Robert Ludlum has been acclaimed as the master of .suspense and international intrigue. His many books have thrilled millions of readers, reaching the top of bestsellers lists the world over and setting a standard that has never been surpassed. Now, from the imagination of one of America's greatest storytellers comes Robert Ludlum's The Hades Factor--a thrilling new entry in the Covert-One series.
A homeless man in Boston, an Army Major in California, and a teenage girl in Atlanta all die suddenly and painfully--each a victim of an unknown doomsday virus. For three days, a team of scientists is a U.S. government laboratory has been frantically trying to unlock the virus's secrets. When the leading researcher from that lab, Lt. Col. Jonathan Smith, returns from overseas, he barely survives a series of well-orchestrated attempts made on his life. By the time Smith eludes his pursuers and makes it home, he discovers that the virus has claimed its fourth victim, Dr. Sophia Russell--Smith's fiancee. Devastated and enraged, Smith quickly uncovers evidence that his lover's death was no accident--that someone out there has the virus, and the pandemic that threatens hundreds of millions of lives is no accident. But wherever he turns, Smith finds that some unseen force has blocked his quest for information.
Not knowing whom to trust, Smith assembles a private team to search for the truth behind the deadly virus. While the death toll mounts, their quest leads to the highest levels of power and the darkest corners of the earth, as they match wits with a determined genius--and as the fate of the world lies in the balance.

Stored items
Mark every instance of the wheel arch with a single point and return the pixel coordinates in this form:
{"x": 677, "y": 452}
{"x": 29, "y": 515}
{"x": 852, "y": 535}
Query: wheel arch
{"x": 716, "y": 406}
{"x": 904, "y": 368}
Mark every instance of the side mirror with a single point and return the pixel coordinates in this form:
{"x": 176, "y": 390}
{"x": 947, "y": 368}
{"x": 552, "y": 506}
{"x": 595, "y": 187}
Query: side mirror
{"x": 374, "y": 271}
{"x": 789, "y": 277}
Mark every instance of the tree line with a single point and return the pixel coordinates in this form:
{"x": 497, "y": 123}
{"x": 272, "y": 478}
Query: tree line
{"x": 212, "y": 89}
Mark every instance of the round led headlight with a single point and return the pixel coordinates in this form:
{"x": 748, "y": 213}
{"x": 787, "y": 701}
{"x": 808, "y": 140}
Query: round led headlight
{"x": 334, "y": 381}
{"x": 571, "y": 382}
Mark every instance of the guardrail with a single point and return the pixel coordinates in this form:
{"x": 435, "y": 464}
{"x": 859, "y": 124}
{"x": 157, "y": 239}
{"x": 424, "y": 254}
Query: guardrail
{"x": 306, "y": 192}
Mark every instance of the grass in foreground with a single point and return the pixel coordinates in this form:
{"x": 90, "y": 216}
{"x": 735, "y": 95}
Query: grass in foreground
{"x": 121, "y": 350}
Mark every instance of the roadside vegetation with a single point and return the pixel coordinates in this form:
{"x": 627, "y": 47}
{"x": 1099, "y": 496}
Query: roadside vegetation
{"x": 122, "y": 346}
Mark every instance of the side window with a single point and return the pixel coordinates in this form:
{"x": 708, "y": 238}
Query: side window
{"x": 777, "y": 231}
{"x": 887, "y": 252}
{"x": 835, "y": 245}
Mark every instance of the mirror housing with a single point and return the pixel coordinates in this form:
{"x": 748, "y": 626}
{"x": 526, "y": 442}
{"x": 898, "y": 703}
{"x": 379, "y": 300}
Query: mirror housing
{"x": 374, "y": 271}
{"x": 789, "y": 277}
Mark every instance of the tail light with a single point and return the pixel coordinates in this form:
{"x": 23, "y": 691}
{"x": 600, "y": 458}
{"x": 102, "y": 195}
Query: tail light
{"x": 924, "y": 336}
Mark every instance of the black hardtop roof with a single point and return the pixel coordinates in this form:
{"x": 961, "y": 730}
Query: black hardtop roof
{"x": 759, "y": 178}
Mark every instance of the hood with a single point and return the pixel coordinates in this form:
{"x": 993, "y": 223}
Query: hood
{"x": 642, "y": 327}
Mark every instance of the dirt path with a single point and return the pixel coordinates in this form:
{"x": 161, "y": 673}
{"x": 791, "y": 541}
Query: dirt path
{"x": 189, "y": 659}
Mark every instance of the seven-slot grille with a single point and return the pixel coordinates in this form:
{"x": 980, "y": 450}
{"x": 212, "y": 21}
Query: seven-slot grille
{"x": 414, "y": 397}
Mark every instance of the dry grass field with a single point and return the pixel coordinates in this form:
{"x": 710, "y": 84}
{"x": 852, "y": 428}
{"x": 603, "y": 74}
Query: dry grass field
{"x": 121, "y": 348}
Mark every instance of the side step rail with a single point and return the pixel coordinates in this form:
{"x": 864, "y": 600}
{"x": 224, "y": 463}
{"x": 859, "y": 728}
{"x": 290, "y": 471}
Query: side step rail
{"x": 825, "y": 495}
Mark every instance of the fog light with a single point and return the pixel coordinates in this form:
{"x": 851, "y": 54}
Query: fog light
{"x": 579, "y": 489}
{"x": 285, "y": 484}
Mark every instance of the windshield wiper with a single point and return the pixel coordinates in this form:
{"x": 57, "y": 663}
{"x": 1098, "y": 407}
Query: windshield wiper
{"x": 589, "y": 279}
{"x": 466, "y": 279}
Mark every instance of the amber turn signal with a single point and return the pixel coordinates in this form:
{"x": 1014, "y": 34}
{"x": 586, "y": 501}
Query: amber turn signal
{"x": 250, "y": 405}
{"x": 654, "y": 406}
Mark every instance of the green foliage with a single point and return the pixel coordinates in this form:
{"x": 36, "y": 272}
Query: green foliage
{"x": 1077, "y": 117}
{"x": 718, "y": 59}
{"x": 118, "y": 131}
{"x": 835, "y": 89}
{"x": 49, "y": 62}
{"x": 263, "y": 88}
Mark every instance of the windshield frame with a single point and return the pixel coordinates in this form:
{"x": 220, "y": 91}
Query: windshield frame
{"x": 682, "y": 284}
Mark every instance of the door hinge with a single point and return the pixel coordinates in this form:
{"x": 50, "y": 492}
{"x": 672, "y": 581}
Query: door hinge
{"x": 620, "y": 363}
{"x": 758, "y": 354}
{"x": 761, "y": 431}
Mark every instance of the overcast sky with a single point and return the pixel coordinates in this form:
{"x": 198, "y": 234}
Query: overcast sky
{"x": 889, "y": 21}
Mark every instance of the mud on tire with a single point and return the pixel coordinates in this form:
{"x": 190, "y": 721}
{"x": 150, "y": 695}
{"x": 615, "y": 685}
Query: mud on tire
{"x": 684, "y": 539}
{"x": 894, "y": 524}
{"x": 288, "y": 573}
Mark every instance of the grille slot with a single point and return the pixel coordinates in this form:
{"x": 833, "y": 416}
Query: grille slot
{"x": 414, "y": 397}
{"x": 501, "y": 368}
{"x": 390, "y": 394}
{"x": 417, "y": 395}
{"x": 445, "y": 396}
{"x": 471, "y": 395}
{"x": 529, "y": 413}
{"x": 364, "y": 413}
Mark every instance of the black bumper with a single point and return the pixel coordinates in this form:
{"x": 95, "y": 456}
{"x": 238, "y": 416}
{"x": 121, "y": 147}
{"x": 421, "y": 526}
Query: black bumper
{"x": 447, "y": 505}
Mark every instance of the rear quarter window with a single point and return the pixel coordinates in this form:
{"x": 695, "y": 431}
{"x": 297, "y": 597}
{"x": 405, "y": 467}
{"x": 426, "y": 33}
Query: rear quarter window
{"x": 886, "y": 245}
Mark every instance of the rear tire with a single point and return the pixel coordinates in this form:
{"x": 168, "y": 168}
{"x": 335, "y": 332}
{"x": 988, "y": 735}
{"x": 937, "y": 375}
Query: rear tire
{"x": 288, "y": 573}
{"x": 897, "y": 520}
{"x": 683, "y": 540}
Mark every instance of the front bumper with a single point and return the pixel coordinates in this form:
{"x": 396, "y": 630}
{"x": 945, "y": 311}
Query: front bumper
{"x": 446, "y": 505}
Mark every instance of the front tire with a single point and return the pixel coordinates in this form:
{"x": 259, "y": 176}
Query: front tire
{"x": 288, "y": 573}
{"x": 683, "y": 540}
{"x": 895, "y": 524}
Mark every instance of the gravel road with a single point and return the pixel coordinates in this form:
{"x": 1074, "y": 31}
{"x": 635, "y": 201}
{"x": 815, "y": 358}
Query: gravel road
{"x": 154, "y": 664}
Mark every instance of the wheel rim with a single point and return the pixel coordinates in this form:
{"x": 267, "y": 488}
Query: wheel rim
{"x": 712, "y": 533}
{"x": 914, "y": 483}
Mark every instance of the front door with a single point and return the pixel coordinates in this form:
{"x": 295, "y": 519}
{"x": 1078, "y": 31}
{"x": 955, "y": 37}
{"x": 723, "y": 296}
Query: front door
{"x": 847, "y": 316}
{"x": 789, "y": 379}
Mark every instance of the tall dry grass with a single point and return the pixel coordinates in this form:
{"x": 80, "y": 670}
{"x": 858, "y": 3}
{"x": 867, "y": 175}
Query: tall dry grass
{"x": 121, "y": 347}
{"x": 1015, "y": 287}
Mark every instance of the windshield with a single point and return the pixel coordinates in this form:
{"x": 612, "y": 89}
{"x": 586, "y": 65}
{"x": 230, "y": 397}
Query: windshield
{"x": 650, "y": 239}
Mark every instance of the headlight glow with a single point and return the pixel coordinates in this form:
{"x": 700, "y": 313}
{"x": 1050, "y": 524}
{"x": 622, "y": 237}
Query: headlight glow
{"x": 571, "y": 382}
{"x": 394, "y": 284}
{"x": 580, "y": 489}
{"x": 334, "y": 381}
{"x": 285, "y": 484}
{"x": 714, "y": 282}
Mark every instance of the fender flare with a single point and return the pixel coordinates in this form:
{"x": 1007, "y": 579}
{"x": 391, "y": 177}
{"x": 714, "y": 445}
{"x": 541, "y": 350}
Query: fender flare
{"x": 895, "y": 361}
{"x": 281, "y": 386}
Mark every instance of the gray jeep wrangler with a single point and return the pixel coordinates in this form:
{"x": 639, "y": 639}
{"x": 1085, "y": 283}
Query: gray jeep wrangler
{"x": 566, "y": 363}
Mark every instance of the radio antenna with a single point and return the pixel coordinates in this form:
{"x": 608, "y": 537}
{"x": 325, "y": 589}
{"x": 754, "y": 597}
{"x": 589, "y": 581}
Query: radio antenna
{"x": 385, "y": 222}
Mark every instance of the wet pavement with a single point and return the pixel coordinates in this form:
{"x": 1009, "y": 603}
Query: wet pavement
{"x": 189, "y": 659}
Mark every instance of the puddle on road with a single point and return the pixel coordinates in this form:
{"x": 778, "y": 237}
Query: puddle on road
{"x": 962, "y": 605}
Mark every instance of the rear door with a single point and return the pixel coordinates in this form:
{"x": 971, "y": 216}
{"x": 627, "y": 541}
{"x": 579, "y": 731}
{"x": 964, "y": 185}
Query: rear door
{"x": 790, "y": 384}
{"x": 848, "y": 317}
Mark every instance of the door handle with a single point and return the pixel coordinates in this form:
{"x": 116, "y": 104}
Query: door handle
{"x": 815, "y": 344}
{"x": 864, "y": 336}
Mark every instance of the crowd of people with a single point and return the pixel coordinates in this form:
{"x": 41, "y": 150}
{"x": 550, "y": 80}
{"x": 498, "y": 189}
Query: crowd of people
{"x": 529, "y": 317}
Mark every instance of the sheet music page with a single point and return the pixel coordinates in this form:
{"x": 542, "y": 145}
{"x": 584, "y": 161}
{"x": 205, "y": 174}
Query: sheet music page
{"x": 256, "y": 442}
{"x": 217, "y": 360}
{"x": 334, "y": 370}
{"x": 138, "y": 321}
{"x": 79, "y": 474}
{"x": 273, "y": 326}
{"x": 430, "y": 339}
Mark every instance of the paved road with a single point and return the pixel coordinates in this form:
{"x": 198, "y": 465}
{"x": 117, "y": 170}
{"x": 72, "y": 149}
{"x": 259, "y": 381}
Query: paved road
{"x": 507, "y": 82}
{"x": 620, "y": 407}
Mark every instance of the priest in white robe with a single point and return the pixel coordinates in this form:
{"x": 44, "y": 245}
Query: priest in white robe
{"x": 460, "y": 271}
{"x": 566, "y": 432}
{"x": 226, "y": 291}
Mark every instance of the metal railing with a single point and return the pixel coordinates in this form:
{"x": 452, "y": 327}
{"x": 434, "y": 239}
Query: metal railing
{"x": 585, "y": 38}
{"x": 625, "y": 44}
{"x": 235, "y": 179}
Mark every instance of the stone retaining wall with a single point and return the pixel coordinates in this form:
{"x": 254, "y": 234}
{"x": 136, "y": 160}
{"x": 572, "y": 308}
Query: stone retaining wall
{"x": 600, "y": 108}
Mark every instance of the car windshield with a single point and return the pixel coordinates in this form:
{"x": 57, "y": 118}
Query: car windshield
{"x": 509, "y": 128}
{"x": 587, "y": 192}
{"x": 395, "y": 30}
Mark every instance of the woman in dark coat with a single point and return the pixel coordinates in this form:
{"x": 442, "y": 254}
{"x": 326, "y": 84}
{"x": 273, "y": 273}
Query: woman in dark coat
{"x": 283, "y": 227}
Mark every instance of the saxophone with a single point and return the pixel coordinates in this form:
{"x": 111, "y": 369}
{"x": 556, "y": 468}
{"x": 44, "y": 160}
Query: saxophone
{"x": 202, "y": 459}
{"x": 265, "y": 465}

**REQUIRED TASKS:**
1: Answer these questions from the book description:
(a) Which series does The Hades Factor belong to?
(b) Who is the virus's fourth victim?
(c) What does Smith put together because he doesn't know whom to trust?
2: Write what comes next in the book description, picking up after its final sentence.
The stored items have no connection to the book description.

**OUTPUTS FOR THE TASKS:**
1:
(a) The Covert-One series.
(b) Dr. Sophia Russell, Smith's fiancee.
(c) A private team to search for the truth behind the deadly virus.

2:
In his first book since 1997's The Matarese Countdown, onetime thriller superstar Ludlum teams up with Lynds (Masquerade; Mosaic) for a lackluster trade paperback original, the first volume in a Tom Clancy-like series called "Covert-One." The novel stars ace doctor (and former military spook) Lt. Col. Jonathan Smith, who now works for the U.S. Army Medical Research Institute for Infectious Diseases in Fort Detrick, Md. We first meet Dr. Smith in London, where a childhood friend and rogue FBI agent warns him not to get involved in USAMRIID's latest investigation; the institute is looking into the baffling deaths from an unknown killer virus of three people in three widely separated states. But Smith's colleague and wife-to-be, Dr. Sophia Russell, is already trying to link the virus with a mysterious disease that decimated the Monkey Blood tribe she had worked with during her student days in Peru. What she doesn't know is that the slickly evil scientist who investigated the virus then is now the head of a giant chemical company with links to Third World terrorism. When Russell herself falls victim to the virus early on, Smith must forge ahead with the assistance of her sister, Randi, a CIA agent in Baghdad. Ludlum and Lynds keep things moving at a capable pace, but the familiar plot and uninspired writing (Smith "wore his restlessness like another man wore his skin") do little to foment interest in future installments on the series.